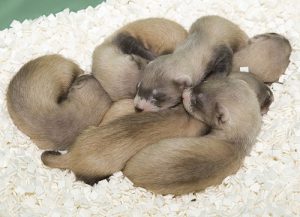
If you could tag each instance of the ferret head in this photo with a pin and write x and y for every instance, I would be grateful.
(263, 92)
(222, 103)
(162, 83)
(159, 94)
(157, 91)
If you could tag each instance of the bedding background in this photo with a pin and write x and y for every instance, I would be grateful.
(267, 185)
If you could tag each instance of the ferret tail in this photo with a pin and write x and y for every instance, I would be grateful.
(55, 159)
(183, 165)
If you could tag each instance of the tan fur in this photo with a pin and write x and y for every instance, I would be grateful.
(183, 165)
(101, 151)
(209, 48)
(49, 102)
(218, 30)
(119, 73)
(266, 55)
(118, 109)
(263, 92)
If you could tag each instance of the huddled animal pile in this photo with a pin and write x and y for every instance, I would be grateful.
(169, 108)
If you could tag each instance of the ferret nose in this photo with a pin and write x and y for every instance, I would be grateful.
(137, 109)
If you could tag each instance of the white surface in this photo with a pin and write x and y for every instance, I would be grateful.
(244, 69)
(268, 184)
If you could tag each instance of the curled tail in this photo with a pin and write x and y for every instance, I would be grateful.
(183, 165)
(55, 159)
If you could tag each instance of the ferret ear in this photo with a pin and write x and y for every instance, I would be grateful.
(202, 99)
(223, 61)
(221, 114)
(183, 81)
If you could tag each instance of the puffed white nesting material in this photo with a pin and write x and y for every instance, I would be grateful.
(267, 185)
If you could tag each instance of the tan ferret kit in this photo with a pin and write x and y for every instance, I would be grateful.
(175, 111)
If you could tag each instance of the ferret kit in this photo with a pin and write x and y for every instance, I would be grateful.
(176, 111)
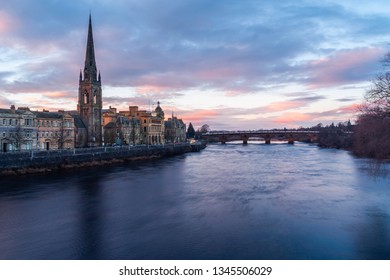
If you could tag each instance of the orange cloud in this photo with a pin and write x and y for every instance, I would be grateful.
(197, 116)
(292, 117)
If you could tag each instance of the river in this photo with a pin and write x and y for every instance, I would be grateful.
(229, 201)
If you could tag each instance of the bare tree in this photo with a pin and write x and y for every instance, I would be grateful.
(373, 126)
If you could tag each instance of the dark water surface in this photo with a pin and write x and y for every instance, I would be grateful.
(227, 202)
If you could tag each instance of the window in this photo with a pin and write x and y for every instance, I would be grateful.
(85, 96)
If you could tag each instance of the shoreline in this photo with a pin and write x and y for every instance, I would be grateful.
(50, 162)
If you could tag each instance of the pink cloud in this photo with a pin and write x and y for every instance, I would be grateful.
(7, 23)
(292, 118)
(344, 67)
(199, 115)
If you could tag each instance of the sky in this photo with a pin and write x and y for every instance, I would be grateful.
(234, 65)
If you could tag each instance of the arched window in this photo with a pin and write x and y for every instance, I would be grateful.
(85, 96)
(95, 97)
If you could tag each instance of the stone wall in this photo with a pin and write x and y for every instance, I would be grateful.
(13, 161)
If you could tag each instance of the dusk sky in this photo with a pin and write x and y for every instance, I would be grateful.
(230, 64)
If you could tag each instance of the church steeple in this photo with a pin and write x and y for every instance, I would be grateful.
(90, 71)
(90, 102)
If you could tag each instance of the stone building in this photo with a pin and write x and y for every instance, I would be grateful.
(55, 130)
(120, 129)
(90, 102)
(175, 130)
(151, 124)
(17, 129)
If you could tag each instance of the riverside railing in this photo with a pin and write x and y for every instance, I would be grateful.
(34, 158)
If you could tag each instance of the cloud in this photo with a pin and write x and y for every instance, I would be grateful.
(163, 50)
(344, 67)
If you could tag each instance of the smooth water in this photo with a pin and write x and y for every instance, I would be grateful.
(227, 202)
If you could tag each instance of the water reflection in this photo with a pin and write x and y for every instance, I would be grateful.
(227, 202)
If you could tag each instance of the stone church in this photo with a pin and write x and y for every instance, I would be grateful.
(90, 105)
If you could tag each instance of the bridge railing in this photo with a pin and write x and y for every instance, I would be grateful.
(240, 132)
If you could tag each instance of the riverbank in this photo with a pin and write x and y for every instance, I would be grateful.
(30, 162)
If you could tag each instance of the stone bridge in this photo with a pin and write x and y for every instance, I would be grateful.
(281, 135)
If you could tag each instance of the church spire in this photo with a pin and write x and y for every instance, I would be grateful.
(90, 72)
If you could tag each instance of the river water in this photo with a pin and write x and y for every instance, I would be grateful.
(229, 201)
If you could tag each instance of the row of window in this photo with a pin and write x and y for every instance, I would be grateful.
(26, 134)
(30, 122)
(55, 133)
(27, 122)
(29, 134)
(53, 123)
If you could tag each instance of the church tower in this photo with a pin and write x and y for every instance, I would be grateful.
(89, 104)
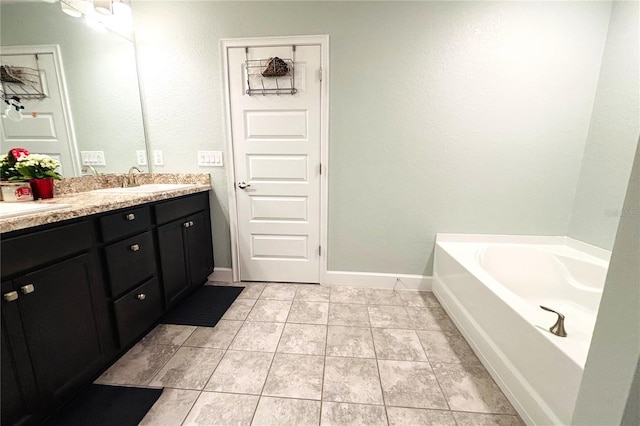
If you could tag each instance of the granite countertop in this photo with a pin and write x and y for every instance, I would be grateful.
(77, 194)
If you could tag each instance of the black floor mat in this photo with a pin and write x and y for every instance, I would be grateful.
(102, 405)
(203, 308)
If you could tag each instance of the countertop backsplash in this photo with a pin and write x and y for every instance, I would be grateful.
(89, 183)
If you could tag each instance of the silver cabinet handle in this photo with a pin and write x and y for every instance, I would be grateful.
(11, 296)
(26, 289)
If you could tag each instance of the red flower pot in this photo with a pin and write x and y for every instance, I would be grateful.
(42, 188)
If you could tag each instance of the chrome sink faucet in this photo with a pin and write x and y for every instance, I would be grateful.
(87, 168)
(130, 179)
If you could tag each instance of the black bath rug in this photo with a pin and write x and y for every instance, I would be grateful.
(203, 308)
(102, 405)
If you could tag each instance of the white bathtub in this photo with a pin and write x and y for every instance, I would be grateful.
(492, 287)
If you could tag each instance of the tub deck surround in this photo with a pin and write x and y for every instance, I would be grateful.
(492, 287)
(76, 193)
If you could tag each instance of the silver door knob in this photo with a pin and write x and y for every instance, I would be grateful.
(26, 289)
(11, 296)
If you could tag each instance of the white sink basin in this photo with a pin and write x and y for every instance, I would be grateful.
(27, 207)
(146, 189)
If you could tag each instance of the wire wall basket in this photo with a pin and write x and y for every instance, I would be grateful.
(271, 76)
(21, 81)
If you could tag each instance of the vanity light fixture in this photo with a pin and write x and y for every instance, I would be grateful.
(103, 7)
(68, 8)
(101, 14)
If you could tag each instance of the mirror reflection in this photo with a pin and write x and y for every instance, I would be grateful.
(98, 120)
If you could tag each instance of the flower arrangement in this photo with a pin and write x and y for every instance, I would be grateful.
(18, 164)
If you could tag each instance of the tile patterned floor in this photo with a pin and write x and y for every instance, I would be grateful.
(287, 354)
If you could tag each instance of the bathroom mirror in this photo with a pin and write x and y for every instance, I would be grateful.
(101, 80)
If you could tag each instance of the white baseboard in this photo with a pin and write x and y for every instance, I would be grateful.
(221, 275)
(353, 279)
(379, 280)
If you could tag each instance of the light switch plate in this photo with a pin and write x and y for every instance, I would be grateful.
(158, 160)
(210, 158)
(92, 158)
(141, 156)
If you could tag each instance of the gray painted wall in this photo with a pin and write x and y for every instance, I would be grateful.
(614, 130)
(615, 348)
(444, 116)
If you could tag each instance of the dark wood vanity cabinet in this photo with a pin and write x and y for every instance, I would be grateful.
(78, 293)
(56, 331)
(184, 245)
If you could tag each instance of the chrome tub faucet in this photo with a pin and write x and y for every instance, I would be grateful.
(558, 327)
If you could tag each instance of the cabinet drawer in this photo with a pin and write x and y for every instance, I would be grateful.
(138, 310)
(181, 207)
(125, 222)
(37, 248)
(130, 261)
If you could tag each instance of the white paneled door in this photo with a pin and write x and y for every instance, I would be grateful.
(44, 127)
(276, 149)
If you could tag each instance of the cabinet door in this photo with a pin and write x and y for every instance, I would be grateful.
(173, 260)
(20, 400)
(199, 248)
(63, 310)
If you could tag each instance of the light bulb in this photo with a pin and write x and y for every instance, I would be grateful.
(70, 10)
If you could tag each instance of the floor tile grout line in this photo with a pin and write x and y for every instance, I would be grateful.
(270, 366)
(324, 364)
(191, 408)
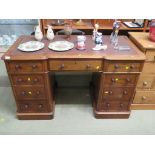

### Task to complete:
Leaving out all pictures, repeat word for word the lines from the one containing "If you could tag each instance of the light switch" through the final line of the material above.

### Solution for this task:
If you could tag each instance of the light switch plate in this photo with a pin and write x and y for every instance, I would be grateful.
(158, 160)
(210, 158)
(92, 158)
(141, 156)
If you could tag each instance of the gray painted wall in this photo with a pin and write x and y for every instance, I would be grateful.
(614, 130)
(615, 348)
(444, 116)
If you could tag each instance of the dark wood vanity cabinet in this photo with a pin and write x and y for every instance, I would be grateful.
(78, 293)
(56, 331)
(184, 245)
If you could tag each instance of the chrome tub faucet in this photo with a pin and write x and y for every instance, I would be grateful.
(558, 327)
If you could tag each instance of the cabinet drawer in this photo with a pin and write x and y for every instance, I would be grateful.
(138, 310)
(181, 207)
(125, 222)
(37, 248)
(130, 261)
If you could tag each instance of the white paneled door in this photo with a pin and write x and y for every instance, I would be grateful.
(44, 127)
(276, 149)
If you could tag each instance of the cabinet door in this photo with a pin and write x and y for every instance, I would be grateful.
(173, 260)
(20, 400)
(199, 248)
(63, 310)
If you could tag each instance of the light bulb in this photo with a pin and write x and y for every instance, I would be grateful.
(70, 10)
If you could tag each instance of the floor tile grout line in this photo with a pin and write x and y for every instance, I would be grateful.
(270, 366)
(324, 364)
(191, 408)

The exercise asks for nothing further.